Would you count the lines of the listing that carry the word "cinnamon"? Give only the resulting number.

BEGIN Provided material

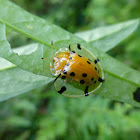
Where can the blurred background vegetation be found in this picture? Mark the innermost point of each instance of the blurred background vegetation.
(43, 114)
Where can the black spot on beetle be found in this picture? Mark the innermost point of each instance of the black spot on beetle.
(69, 48)
(72, 52)
(86, 91)
(72, 74)
(92, 79)
(84, 75)
(78, 46)
(82, 81)
(79, 55)
(86, 94)
(63, 77)
(62, 90)
(88, 62)
(136, 95)
(97, 60)
(64, 71)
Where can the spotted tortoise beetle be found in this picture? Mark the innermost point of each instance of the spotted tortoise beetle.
(71, 63)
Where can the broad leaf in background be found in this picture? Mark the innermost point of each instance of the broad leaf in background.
(120, 80)
(105, 38)
(15, 81)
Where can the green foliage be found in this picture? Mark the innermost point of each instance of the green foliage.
(124, 77)
(42, 114)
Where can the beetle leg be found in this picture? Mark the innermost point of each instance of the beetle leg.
(57, 77)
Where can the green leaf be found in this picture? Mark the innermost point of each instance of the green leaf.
(15, 81)
(120, 80)
(106, 38)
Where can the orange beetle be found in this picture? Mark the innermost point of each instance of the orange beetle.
(72, 64)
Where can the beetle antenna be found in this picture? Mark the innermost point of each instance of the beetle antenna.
(86, 91)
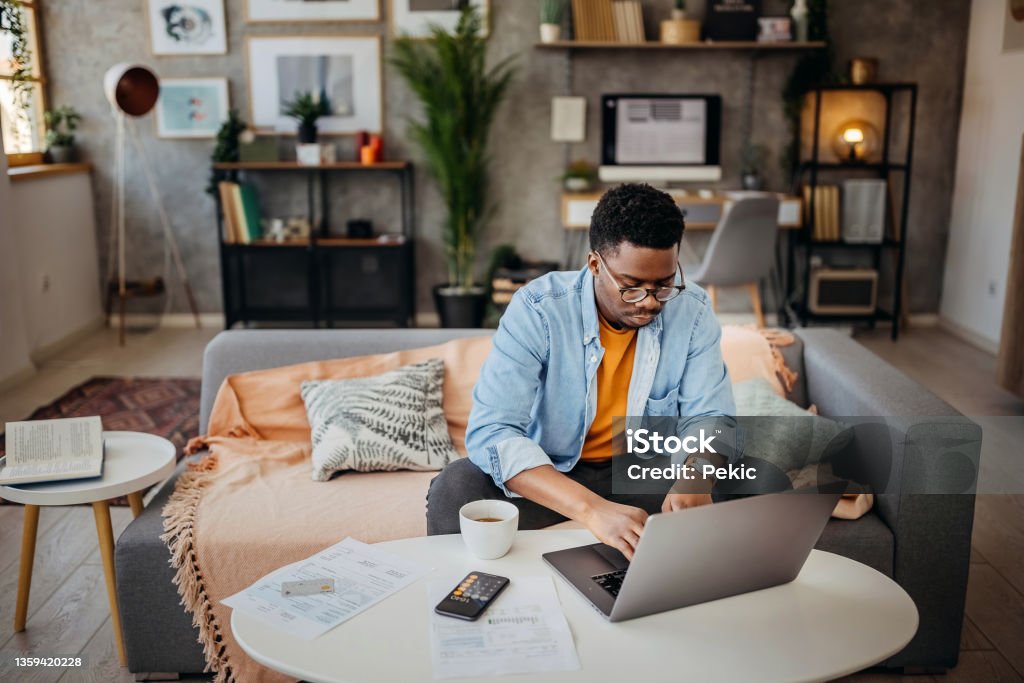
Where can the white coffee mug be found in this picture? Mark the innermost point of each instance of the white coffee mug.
(488, 541)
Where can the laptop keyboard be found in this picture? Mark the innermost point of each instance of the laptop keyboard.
(611, 581)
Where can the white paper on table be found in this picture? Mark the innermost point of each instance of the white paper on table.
(522, 632)
(364, 575)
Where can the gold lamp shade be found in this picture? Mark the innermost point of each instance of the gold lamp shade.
(132, 89)
(855, 141)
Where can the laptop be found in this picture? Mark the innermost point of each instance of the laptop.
(700, 554)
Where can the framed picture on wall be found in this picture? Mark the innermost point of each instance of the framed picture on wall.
(312, 10)
(193, 28)
(192, 107)
(345, 71)
(414, 17)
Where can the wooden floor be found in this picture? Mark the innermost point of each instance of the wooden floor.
(69, 616)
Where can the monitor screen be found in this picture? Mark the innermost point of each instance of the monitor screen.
(660, 130)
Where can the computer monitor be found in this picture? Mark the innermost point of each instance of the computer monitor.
(659, 138)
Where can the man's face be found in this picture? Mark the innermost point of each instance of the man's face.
(631, 266)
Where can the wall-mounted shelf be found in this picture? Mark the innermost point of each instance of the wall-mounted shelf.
(704, 45)
(295, 166)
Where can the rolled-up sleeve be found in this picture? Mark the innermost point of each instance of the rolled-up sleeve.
(706, 399)
(505, 393)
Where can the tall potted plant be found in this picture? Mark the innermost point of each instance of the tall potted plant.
(60, 126)
(460, 94)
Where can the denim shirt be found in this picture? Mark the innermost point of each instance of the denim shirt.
(537, 394)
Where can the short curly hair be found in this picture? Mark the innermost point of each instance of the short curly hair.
(638, 214)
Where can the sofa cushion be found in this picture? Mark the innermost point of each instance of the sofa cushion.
(867, 540)
(749, 355)
(391, 421)
(266, 404)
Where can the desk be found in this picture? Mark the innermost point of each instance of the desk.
(837, 616)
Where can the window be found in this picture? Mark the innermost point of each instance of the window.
(22, 82)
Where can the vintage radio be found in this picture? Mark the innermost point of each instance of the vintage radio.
(843, 291)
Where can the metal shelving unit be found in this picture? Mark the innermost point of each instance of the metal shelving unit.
(320, 280)
(894, 243)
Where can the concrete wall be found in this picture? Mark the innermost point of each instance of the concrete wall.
(914, 40)
(987, 171)
(55, 231)
(13, 343)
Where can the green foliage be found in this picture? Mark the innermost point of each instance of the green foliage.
(306, 108)
(552, 10)
(60, 126)
(580, 169)
(814, 69)
(13, 24)
(460, 95)
(226, 147)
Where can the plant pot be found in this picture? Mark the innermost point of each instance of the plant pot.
(307, 133)
(753, 181)
(60, 154)
(550, 33)
(578, 184)
(460, 307)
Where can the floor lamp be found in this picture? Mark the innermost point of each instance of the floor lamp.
(132, 91)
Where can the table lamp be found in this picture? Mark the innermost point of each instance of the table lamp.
(855, 141)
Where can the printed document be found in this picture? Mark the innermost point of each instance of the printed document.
(522, 632)
(364, 575)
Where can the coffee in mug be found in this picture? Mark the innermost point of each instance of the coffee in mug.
(488, 527)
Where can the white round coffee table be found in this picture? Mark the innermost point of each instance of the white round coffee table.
(132, 461)
(837, 617)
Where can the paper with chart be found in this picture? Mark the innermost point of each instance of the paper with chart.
(523, 632)
(364, 575)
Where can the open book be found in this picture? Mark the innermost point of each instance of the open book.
(53, 451)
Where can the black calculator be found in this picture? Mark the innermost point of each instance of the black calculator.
(471, 596)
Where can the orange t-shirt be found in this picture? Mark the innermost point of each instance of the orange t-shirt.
(612, 387)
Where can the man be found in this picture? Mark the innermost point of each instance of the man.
(622, 337)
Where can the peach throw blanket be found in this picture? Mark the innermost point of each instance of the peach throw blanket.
(251, 506)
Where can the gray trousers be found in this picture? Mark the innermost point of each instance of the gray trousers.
(462, 481)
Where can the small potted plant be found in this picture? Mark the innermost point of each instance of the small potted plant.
(551, 19)
(580, 176)
(306, 108)
(60, 126)
(754, 158)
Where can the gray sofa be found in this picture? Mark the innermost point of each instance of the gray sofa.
(922, 541)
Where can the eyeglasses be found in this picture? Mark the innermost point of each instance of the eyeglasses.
(638, 294)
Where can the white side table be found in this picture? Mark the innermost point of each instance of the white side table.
(132, 461)
(838, 616)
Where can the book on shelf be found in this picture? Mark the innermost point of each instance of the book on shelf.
(240, 204)
(628, 15)
(821, 204)
(593, 20)
(53, 451)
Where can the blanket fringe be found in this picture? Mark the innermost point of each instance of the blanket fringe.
(179, 525)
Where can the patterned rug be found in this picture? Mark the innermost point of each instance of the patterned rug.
(165, 407)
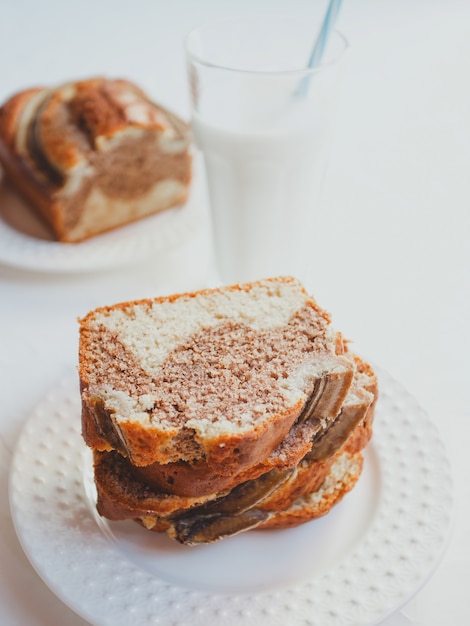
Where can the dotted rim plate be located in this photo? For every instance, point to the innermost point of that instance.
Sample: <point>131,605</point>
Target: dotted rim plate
<point>402,537</point>
<point>23,242</point>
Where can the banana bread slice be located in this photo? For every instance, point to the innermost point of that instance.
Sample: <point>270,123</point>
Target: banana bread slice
<point>216,377</point>
<point>93,155</point>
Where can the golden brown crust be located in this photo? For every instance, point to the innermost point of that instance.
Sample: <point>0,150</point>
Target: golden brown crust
<point>303,511</point>
<point>123,496</point>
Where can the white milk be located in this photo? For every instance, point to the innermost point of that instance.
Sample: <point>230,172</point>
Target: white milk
<point>265,167</point>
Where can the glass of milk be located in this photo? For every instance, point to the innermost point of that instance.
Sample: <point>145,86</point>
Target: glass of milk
<point>263,122</point>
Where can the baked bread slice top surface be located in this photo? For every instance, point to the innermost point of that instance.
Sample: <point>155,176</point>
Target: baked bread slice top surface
<point>207,374</point>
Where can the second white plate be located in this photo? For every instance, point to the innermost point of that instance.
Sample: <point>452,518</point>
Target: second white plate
<point>355,566</point>
<point>26,244</point>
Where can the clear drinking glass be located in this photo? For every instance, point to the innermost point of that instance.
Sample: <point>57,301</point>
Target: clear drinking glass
<point>263,122</point>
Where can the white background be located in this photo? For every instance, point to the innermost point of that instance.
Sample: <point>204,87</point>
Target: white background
<point>392,244</point>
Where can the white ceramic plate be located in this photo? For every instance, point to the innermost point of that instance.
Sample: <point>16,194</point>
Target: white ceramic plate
<point>25,242</point>
<point>354,566</point>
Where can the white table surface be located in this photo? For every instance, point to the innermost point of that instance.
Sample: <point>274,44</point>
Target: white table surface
<point>392,246</point>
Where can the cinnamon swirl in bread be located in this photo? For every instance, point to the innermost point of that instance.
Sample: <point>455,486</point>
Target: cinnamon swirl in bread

END Provided material

▶ _Answer for this exercise_
2